- Exercise passage -
>>>>>

When grounding of branch circuit equipment was first required, grounding and bonding methods left a lot to be desired. BX (armoured) cable did not have a grounding strip. The armour was used as the ground conductor. After a few years of service, with either aluminum or steel armour, surface corrosion would make the turn to turn resistance from turn to turn higher than the resistance around the loop of armour. The armour became an induction coil with the added resistance of the strip of armour stretched out flat.
EMT or thinwall conduit used indent type couplings. These were a straight sleeve type coupling that was indented into the conduit in four places by a special tool. It just took a little bending for the connections to become a little loose. Mechanically the couplings would hold even when loose but electrically, after a few years and a little surface corrosion, they were a disaster for electronic signals.
Most small commercial buildings housing supermarkets were wired with a combination of thinwall conduit and armoured cable.
Over the years grounding and bonding methods were improved to the point that they were the equal of isolated ground circuits.
The first problems that I was aware of came with the advent of Point Of Sale devices (Cash registers) with a data link to a computer.
The designers assumed that a ground connection was automatically a secure connection to the ground mass of the earth. Despite a clause in the North American codes of the time that no equipment may depend on a ground conductor for its operation except for grounding devices, data designers saved a wire by using the equipment ground as a signal return path.
Through code committees the data people lobbied for changes in the Codes to allow isolated grounds.
Concurrent with this code grounding methods were being upgraded. Although many data installations in older buildings needed upgrades to the grounding and bonding systems to function reliably, bonding methods in new construction was generally suitable for dependable data transfer.

<<<<<

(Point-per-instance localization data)
>>>>>

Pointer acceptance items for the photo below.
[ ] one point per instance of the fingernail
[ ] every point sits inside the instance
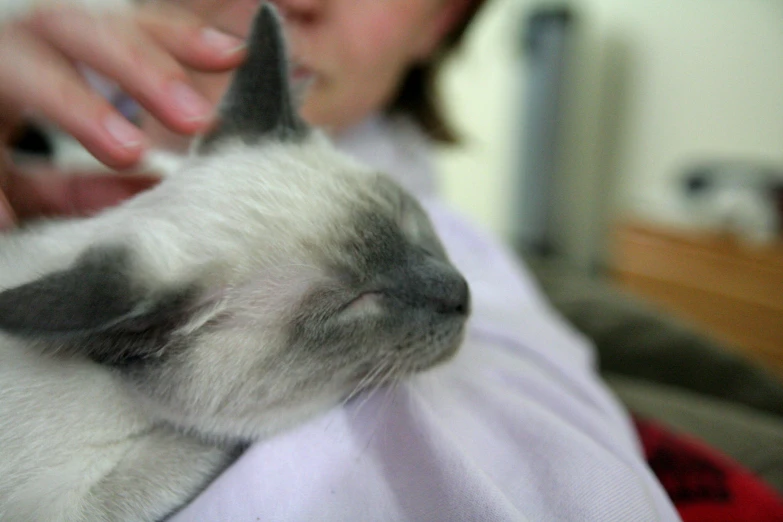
(189, 102)
(123, 131)
(220, 41)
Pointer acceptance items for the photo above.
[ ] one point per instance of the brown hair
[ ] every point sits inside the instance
(417, 95)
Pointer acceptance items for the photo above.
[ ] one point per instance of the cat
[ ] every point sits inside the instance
(263, 281)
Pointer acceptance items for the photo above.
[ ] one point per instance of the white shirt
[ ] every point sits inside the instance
(516, 427)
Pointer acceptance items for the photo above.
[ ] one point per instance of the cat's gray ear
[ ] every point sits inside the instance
(95, 309)
(259, 102)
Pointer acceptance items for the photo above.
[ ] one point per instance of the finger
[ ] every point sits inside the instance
(55, 194)
(38, 80)
(120, 50)
(191, 42)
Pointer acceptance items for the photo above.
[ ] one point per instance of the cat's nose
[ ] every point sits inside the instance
(453, 296)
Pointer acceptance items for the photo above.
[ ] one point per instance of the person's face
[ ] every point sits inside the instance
(357, 51)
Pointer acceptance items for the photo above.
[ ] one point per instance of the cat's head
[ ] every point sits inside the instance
(266, 278)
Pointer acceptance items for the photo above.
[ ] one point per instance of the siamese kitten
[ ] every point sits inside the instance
(263, 281)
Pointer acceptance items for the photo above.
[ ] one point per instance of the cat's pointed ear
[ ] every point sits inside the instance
(259, 102)
(95, 309)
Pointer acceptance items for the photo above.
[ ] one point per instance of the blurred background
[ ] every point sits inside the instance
(640, 140)
(632, 152)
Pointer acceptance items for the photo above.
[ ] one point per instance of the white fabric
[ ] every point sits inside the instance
(517, 427)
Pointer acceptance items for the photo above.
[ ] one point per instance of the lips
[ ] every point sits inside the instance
(300, 73)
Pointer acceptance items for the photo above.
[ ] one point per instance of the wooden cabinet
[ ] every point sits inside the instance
(731, 290)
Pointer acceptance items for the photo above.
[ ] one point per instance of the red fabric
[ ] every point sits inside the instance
(705, 485)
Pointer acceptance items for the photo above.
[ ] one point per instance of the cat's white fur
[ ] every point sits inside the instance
(308, 272)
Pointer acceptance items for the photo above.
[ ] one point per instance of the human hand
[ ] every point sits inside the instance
(148, 52)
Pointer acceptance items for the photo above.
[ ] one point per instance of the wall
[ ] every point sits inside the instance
(652, 86)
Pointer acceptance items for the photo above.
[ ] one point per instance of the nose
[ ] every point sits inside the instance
(433, 285)
(451, 296)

<<<<<

- Tasks and exercises -
**a.** Reproduce the part of the passage on grounding and bonding methods starting with "EMT or thinwall" and going on through "isolated ground circuits.".
**b.** According to the passage on grounding and bonding methods, what served as the ground conductor in BX cable?

- Solved problems -
**a.**
EMT or thinwall conduit used indent type couplings. These were a straight sleeve type coupling that was indented into the conduit in four places by a special tool. It just took a little bending for the connections to become a little loose. Mechanically the couplings would hold even when loose but electrically, after a few years and a little surface corrosion, they were a disaster for electronic signals.
Most small commercial buildings housing supermarkets were wired with a combination of thinwall conduit and armoured cable.
Over the years grounding and bonding methods were improved to the point that they were the equal of isolated ground circuits.

**b.** The armour.